Text:
## Begin

Skip to content

Deploying IDP in a Private Network

This runbook deploys the GenAI IDP Accelerator in a fully private / air-gapped environment:

  • Web UI served via an internal ALB (no CloudFront)
  • AppSync API accessible only from inside the VPC (no public endpoint)
  • All Lambda → AWS service traffic routed through VPC Interface Endpoints
  • Internet-facing features (MCP Gateway, Knowledge Base) disabled

For standard public deployments, see Deployment Guide.


See Deployment Guide → Dependencies for the full list of required build tools and installation instructions (AWS CLI, SAM CLI, Python 3.12+, Node.js 22+).

Note: idp-cli publish does not build Docker images locally — they are built in AWS by CodeBuild during stack deployment. Docker is not required on your workstation.

You need an existing VPC with:

  • At least 2 subnets in different Availability Zones — required by ALB
  • DNS resolution enabledenableDnsSupport and enableDnsHostnames must be true
  • Subnet IDs for the ALB (can be the same or different from Lambda subnets)

Don’t have a VPC? Use the provided template to create one:

Terminal window
aws cloudformation deploy \
--stack-name IDP-TestVPC \
--template-file scripts/alb-test-vpc.yaml \
--capabilities CAPABILITY_IAM \
--region us-east-1
# Get outputs (VpcId, SubnetIds, LambdaSubnetId, ArtifactBucketKeyArn)
aws cloudformation describe-stacks \
--stack-name IDP-TestVPC \
--query 'Stacks[0].Outputs[*].{Key:OutputKey,Value:OutputValue}' \
--output table

Note: The TestVPC template does not create an ACM certificate. Use scripts/generate_self_signed_cert.sh as described in the next section.

An ACM certificate is required for the ALB HTTPS listener:

  • ACM-issued (production): request via ACM console with DNS/email validation
  • Imported: import your organization’s CA-signed cert into ACM — the cert’s domain (CN/SAN) must match the hostname users will use in their browser
  • Self-signed (testing only): use the 2-step process below

Self-signed certificate — 2-step process

Section titled “Self-signed certificate — 2-step process”

The ELB hostname (internal-<stack>-webui-alb-<id>.<region>.elb.amazonaws.com) is only known after the stack is deployed, so generating a cert that matches it requires two steps:

Step A: Generate a placeholder cert and deploy the stack:

Terminal window
CERT_ARN=$(./scripts/generate_self_signed_cert.sh --region us-east-1 --domain idp-alb.internal)

## End

Written request 1:
Answer these questions about the private network deployment runbook:
(a) Which Python version does the runbook list as required?
(b) How many subnets in different Availability Zones does the ALB require at minimum?
(c) What does the TestVPC template not create?
The runbook above and the rows below come from unrelated sources.

Dataset:
## Begin

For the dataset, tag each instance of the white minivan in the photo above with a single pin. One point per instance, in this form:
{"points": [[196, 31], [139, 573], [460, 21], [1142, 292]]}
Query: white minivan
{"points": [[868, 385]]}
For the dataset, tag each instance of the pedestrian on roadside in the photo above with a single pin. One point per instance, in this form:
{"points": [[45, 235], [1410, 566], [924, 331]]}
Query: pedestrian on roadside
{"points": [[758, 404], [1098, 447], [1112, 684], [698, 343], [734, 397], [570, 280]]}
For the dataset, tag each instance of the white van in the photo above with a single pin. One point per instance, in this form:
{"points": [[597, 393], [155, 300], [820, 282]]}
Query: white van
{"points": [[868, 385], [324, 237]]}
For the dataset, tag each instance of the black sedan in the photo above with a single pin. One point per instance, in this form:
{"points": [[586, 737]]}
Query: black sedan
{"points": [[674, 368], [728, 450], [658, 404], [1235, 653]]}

## End

Written request 2: Tally the lines of the rows that contain the word "black", treating case as significant, and give only the number.

Exercise solution 1:
(a) Python 3.12+
(b) At least 2
(c) An ACM certificate

Exercise solution 2: 2